▸ **Records to use**
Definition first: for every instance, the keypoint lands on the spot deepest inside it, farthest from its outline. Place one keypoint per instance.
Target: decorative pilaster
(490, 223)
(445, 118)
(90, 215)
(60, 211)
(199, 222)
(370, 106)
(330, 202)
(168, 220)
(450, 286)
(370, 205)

▸ **Given task**
Rescale the entries above by writing out all their lines again, the request lines included, with every coordinate in the answers multiplied by 2.15 and rounded to a whole number, halves rounding up.

▸ **Exercise response**
Definition first: for every instance, the keypoint lands on the spot deepest inside it, farthest from its outline. Place one keypoint per instance.
Target: decorative pilaster
(1054, 479)
(957, 254)
(194, 462)
(129, 454)
(428, 477)
(796, 228)
(710, 434)
(361, 473)
(968, 615)
(796, 441)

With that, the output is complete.